- _Working data_:
========================================================================
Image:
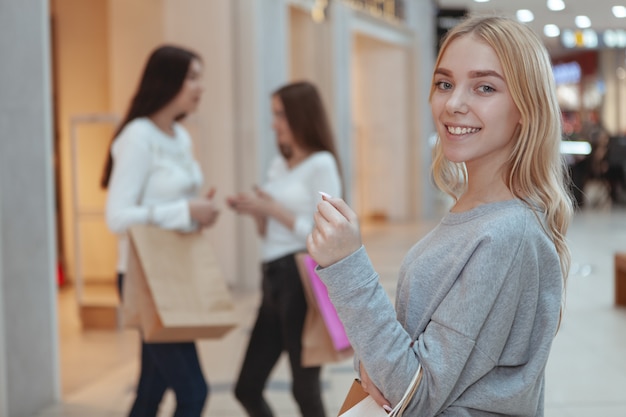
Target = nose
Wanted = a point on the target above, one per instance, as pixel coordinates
(457, 102)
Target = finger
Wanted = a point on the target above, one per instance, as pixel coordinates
(342, 207)
(330, 213)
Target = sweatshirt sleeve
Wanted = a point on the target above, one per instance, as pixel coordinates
(447, 347)
(131, 169)
(323, 177)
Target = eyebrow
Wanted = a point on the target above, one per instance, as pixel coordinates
(472, 74)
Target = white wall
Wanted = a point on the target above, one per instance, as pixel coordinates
(381, 140)
(82, 80)
(30, 375)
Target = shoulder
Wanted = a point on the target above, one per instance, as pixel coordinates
(322, 159)
(505, 224)
(182, 134)
(136, 134)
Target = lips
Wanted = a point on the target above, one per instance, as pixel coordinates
(461, 130)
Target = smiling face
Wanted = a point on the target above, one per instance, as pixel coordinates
(472, 108)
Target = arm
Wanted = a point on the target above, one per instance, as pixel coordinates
(487, 275)
(131, 171)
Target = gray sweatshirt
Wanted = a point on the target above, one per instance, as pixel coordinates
(481, 294)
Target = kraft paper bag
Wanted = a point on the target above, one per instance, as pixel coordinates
(173, 287)
(317, 342)
(359, 404)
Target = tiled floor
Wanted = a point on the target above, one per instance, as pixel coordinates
(586, 374)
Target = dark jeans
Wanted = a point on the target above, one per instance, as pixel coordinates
(169, 365)
(278, 327)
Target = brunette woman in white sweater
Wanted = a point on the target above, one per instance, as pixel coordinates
(153, 178)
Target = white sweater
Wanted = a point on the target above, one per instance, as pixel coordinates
(297, 189)
(153, 177)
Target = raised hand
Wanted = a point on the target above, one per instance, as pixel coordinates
(336, 233)
(369, 387)
(203, 209)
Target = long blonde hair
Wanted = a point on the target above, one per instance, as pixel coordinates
(535, 170)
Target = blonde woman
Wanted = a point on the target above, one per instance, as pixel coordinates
(479, 298)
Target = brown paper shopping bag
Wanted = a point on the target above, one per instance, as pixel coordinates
(173, 287)
(317, 344)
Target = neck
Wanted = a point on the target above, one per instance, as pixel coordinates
(483, 189)
(164, 121)
(297, 157)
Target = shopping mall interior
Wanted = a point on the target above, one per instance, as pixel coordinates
(64, 351)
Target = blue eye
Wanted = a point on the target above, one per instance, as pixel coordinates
(443, 85)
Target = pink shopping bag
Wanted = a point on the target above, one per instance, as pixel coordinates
(327, 309)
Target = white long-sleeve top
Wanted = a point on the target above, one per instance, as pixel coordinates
(297, 189)
(153, 177)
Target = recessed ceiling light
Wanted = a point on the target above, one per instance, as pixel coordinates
(551, 31)
(583, 22)
(525, 15)
(556, 5)
(619, 11)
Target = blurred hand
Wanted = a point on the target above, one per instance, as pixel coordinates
(372, 390)
(336, 233)
(203, 209)
(257, 204)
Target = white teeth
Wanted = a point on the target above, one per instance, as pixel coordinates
(462, 130)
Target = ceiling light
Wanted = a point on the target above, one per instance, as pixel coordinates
(556, 5)
(525, 15)
(583, 22)
(551, 31)
(619, 11)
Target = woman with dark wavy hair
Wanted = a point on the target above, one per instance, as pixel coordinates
(283, 210)
(153, 178)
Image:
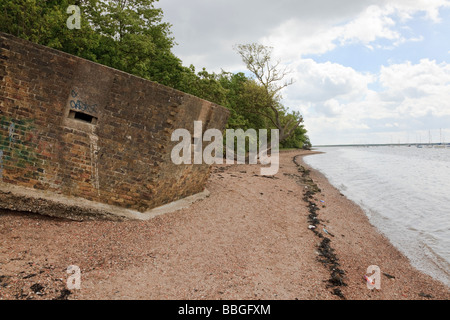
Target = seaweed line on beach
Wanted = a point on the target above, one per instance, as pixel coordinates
(327, 254)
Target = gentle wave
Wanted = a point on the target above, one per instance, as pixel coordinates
(405, 192)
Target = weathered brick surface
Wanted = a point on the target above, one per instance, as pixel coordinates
(122, 158)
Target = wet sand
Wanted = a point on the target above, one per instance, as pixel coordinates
(251, 239)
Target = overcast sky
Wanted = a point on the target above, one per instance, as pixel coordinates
(366, 71)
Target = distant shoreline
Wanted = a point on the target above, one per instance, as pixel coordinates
(252, 238)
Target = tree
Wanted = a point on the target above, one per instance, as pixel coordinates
(266, 89)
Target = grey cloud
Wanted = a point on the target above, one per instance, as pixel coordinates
(209, 28)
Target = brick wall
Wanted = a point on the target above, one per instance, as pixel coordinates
(75, 128)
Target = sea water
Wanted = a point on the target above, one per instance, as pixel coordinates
(405, 192)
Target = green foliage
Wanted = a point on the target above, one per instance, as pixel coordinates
(130, 35)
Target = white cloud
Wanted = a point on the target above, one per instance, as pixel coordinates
(320, 82)
(331, 96)
(412, 95)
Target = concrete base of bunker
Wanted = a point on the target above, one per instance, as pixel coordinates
(81, 140)
(35, 201)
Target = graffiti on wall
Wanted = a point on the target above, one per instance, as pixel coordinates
(77, 104)
(17, 142)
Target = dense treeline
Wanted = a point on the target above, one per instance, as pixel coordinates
(130, 35)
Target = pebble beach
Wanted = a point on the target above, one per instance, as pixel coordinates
(284, 237)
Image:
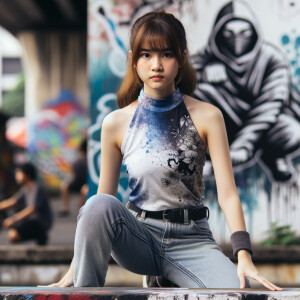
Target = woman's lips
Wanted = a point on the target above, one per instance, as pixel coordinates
(157, 78)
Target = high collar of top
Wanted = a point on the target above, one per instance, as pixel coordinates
(160, 105)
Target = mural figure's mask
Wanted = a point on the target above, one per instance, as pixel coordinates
(238, 37)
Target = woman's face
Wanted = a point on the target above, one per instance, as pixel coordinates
(157, 69)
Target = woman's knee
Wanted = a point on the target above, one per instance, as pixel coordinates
(100, 205)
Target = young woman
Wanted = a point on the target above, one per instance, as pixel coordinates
(162, 138)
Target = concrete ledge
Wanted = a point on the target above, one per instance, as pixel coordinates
(31, 254)
(7, 293)
(29, 265)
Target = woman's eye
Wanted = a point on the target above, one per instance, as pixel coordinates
(168, 55)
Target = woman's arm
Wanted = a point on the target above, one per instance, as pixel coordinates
(228, 197)
(111, 160)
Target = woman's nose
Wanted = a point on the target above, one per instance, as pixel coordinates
(156, 63)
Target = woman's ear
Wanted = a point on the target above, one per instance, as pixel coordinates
(184, 58)
(130, 57)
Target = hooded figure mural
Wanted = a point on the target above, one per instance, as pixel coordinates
(249, 80)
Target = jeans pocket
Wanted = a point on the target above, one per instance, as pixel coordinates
(201, 227)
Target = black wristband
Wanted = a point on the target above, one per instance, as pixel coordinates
(240, 240)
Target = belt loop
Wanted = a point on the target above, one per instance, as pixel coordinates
(143, 215)
(186, 216)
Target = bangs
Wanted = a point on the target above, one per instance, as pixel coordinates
(156, 37)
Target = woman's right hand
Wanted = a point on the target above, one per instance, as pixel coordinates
(66, 281)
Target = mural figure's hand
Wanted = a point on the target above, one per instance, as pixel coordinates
(215, 73)
(239, 156)
(246, 268)
(8, 222)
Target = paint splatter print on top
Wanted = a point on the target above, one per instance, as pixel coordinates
(164, 155)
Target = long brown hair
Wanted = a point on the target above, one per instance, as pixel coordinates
(161, 30)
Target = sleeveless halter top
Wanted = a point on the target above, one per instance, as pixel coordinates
(164, 155)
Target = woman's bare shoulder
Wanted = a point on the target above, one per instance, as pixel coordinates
(204, 110)
(119, 118)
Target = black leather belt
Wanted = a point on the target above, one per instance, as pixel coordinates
(177, 215)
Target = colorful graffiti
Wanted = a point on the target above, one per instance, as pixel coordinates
(263, 133)
(54, 135)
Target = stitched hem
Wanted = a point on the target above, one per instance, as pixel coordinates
(185, 271)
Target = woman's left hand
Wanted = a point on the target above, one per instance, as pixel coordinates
(246, 268)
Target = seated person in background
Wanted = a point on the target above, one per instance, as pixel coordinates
(77, 184)
(35, 218)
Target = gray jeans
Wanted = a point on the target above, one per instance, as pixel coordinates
(186, 254)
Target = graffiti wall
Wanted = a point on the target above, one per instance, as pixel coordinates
(54, 135)
(247, 58)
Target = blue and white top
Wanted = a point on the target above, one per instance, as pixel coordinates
(164, 155)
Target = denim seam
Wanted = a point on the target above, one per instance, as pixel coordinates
(136, 234)
(186, 271)
(176, 264)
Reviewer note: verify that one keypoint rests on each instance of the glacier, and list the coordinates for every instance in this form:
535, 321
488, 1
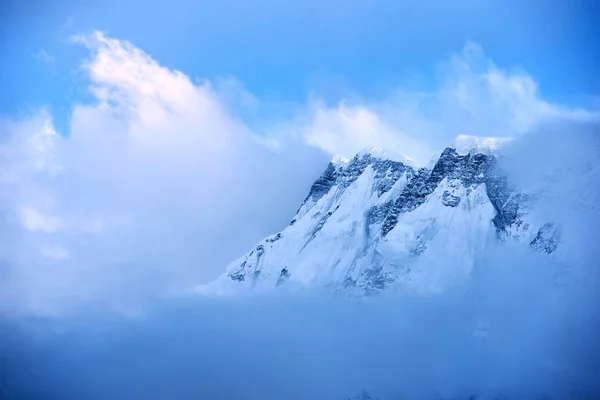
========================================================================
- _Given instruction_: Could you lay out the lines as a JSON list of strings, one string per line with blank lines dropped, starting at the line containing "Target = colorful graffiti" and ending at the final line? Leave the pictures out.

- _Full solution_:
[
  "Target = colorful graffiti",
  "Wanted = a point on the target above, one per instance, as pixel coordinates",
  "(263, 133)",
  "(54, 135)",
  "Target = stitched hem",
  "Wanted = a point on the target above, one per instance, as pixel coordinates",
  "(185, 271)",
  "Target = woman's left hand",
  "Wanted = a point on the target above, one per instance, as pixel coordinates",
  "(246, 268)",
  "Target = seated person in background",
  "Wanted = a point on the target above, one per instance, as pixel coordinates",
  "(77, 184)",
  "(35, 218)",
  "Target = gray jeans",
  "Wanted = a point on the target above, one per instance, as pixel coordinates",
  "(186, 254)",
  "Target = graffiti wall",
  "Wanted = a point on the target above, one per instance, as pixel coordinates",
  "(54, 135)",
  "(247, 58)",
  "Target = blue and white top",
  "Wanted = a point on the target above, one per instance, as pixel coordinates",
  "(164, 155)",
  "Target = denim seam",
  "Wanted = a point on the target above, one per instance, as pixel coordinates",
  "(136, 234)",
  "(186, 271)",
  "(176, 264)",
  "Reviewer note: verify that one keypoint rests on each instance of the glacier, and list the coordinates for every instance in this form:",
  "535, 321",
  "488, 1"
]